Shoppers walk by a Neiman Marcus department store on Black Friday in Miami, . Stores open their doors Friday for what is still one of the busiest days of the year, even as the start of the holiday season edges ever earlierHoliday Shopping Black Friday, Miami, USA - 25 Nov 2016

Neiman Marcus Group, furthering its four-year “transformation” plan, is streamlining to sharpen the focus on full-price selling and raise profitability.

NMG will close most of its 22 Last Call clearance outlets and in the process let go approximately 500 Last Call workers over the next eight months.

Some workers could be reassigned within the company; others will be eligible for severance and outplacement services and can apply for open positions. Neiman’s will no longer buy products specifically for Last Call and will stock the remaining Last Call units only with clearance merchandise shipped from Neiman Marcus and Bergdorf Goodman stores.

Another 250 associates or so at Neiman’s department stores, mostly nonselling, will be let go, though the company said some new roles will be created for team and client development. NMG has 13,700 corporate and store associates.

“This is not a workforce reduction. This is not a reaction to anything happening in the economy now. It’s a strategic decision to redeploy resources,” Geoffroy van Raemdonck, chief executive officer of the Neiman Marcus Group, told WWD.

In addition, NMG has set up a process to sell two distribution centers, in Longview and Las Colinas, Tex. The potential proceeds, van Raemdonck said, will be used to strengthen the supply chain with new technology and equipment resulting in an average four to five-day speed-to-market improvement. The Dallas-based NMG also has distribution centers in Pittston, Pa.; Whittier, Calif., and a third in Pinnacle Park in the Dallas area.

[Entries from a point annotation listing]

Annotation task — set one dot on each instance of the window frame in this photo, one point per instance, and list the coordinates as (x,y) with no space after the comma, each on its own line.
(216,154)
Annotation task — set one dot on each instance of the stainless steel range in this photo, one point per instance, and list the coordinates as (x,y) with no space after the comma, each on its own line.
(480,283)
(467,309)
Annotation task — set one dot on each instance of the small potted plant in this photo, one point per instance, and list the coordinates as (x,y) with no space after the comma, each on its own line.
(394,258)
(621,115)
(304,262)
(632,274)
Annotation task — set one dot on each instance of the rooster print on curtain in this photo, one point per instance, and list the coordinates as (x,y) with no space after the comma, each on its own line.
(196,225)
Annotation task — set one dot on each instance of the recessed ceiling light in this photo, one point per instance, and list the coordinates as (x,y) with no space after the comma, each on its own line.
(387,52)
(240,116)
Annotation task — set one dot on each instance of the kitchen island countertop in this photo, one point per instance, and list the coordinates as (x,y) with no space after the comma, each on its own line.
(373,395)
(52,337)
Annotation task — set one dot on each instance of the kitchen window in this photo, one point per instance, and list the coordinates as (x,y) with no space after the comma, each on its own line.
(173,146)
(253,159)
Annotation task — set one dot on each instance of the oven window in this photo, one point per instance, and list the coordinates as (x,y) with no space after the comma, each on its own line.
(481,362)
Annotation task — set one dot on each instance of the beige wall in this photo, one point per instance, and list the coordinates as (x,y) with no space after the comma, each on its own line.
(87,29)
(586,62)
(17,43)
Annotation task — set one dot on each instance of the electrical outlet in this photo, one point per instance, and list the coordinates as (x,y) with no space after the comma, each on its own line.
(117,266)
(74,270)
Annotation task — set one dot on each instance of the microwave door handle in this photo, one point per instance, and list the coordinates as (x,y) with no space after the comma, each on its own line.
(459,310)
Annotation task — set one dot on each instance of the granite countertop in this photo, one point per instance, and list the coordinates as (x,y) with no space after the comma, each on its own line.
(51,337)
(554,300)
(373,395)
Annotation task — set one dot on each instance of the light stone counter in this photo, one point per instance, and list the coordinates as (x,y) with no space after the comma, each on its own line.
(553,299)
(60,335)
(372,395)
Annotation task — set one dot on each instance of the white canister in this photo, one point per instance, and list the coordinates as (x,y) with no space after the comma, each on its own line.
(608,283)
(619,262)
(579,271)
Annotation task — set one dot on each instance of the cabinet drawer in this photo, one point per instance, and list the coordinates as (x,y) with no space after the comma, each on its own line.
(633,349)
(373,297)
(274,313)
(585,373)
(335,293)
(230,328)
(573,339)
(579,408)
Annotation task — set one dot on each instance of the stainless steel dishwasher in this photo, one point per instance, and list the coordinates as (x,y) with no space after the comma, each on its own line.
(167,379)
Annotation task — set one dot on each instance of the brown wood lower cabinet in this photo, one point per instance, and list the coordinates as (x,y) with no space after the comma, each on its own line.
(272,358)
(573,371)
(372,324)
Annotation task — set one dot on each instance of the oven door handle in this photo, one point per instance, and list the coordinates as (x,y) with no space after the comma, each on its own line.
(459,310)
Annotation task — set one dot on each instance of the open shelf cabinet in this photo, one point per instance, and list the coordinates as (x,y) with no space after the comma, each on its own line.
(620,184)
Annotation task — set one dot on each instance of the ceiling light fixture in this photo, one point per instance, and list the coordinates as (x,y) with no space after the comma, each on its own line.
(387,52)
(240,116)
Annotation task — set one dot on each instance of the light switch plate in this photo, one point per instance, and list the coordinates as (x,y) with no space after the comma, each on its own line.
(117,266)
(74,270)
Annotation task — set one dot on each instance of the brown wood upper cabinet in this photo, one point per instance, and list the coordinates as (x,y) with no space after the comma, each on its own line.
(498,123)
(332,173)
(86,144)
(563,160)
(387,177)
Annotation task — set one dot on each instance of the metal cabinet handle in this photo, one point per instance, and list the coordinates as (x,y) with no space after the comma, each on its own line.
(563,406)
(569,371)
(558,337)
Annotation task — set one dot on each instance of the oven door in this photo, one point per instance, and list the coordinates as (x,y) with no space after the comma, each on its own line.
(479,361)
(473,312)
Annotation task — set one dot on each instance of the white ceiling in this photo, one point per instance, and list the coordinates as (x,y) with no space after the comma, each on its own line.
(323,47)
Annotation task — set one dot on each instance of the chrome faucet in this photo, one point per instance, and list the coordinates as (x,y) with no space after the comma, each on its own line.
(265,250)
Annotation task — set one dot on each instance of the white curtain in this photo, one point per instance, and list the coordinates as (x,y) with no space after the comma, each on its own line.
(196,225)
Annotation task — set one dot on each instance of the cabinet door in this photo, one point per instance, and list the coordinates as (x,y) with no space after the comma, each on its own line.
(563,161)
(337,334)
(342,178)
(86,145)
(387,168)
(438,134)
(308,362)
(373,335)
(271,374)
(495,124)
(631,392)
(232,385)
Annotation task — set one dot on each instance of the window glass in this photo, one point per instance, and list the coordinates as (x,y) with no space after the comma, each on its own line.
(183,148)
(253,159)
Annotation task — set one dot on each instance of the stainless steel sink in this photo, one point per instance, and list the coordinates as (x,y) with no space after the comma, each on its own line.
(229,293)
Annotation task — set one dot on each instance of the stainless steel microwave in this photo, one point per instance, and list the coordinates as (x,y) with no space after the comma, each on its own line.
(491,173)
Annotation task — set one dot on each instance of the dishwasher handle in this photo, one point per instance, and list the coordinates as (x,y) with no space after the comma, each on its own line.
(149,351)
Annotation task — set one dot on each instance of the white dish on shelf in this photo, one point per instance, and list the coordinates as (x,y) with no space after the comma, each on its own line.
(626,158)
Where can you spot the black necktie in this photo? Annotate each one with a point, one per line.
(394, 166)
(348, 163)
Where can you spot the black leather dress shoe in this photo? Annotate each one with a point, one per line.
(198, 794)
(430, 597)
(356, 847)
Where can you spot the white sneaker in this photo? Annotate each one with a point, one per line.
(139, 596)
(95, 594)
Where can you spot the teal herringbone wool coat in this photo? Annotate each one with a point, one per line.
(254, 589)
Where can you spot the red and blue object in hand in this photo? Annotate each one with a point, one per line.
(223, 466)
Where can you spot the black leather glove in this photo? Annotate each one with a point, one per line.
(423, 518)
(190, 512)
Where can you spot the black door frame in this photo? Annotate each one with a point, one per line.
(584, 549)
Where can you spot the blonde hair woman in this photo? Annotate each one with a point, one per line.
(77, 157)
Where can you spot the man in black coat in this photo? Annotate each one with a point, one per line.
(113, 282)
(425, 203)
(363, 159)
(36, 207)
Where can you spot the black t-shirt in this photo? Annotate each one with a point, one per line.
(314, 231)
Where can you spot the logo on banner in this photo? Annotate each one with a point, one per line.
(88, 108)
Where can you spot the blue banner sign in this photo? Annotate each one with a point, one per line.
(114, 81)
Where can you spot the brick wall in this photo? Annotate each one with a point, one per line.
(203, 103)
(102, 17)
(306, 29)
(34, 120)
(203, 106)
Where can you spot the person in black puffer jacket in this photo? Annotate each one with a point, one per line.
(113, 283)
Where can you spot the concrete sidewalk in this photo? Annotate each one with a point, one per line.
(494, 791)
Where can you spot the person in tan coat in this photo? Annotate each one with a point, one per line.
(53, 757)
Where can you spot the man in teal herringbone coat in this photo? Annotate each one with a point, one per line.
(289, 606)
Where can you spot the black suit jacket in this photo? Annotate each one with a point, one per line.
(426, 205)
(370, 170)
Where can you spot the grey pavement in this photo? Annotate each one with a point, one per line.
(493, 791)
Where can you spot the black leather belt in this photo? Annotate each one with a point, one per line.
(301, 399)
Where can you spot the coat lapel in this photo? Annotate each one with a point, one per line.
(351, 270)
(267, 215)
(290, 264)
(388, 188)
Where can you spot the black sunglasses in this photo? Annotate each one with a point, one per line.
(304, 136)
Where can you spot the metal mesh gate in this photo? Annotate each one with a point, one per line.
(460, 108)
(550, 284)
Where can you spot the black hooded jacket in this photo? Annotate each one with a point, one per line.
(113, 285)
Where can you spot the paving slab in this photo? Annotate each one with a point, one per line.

[Written exercise]
Can you quote the whole Neiman Marcus article above, word for word?

[Solution to the problem]
Shoppers walk by a Neiman Marcus department store on Black Friday in Miami, . Stores open their doors Friday for what is still one of the busiest days of the year, even as the start of the holiday season edges ever earlierHoliday Shopping Black Friday, Miami, USA - 25 Nov 2016

Neiman Marcus Group, furthering its four-year “transformation” plan, is streamlining to sharpen the focus on full-price selling and raise profitability.

NMG will close most of its 22 Last Call clearance outlets and in the process let go approximately 500 Last Call workers over the next eight months.

Some workers could be reassigned within the company; others will be eligible for severance and outplacement services and can apply for open positions. Neiman’s will no longer buy products specifically for Last Call and will stock the remaining Last Call units only with clearance merchandise shipped from Neiman Marcus and Bergdorf Goodman stores.

Another 250 associates or so at Neiman’s department stores, mostly nonselling, will be let go, though the company said some new roles will be created for team and client development. NMG has 13,700 corporate and store associates.

“This is not a workforce reduction. This is not a reaction to anything happening in the economy now. It’s a strategic decision to redeploy resources,” Geoffroy van Raemdonck, chief executive officer of the Neiman Marcus Group, told WWD.

In addition, NMG has set up a process to sell two distribution centers, in Longview and Las Colinas, Tex. The potential proceeds, van Raemdonck said, will be used to strengthen the supply chain with new technology and equipment resulting in an average four to five-day speed-to-market improvement. The Dallas-based NMG also has distribution centers in Pittston, Pa.; Whittier, Calif., and a third in Pinnacle Park in the Dallas area.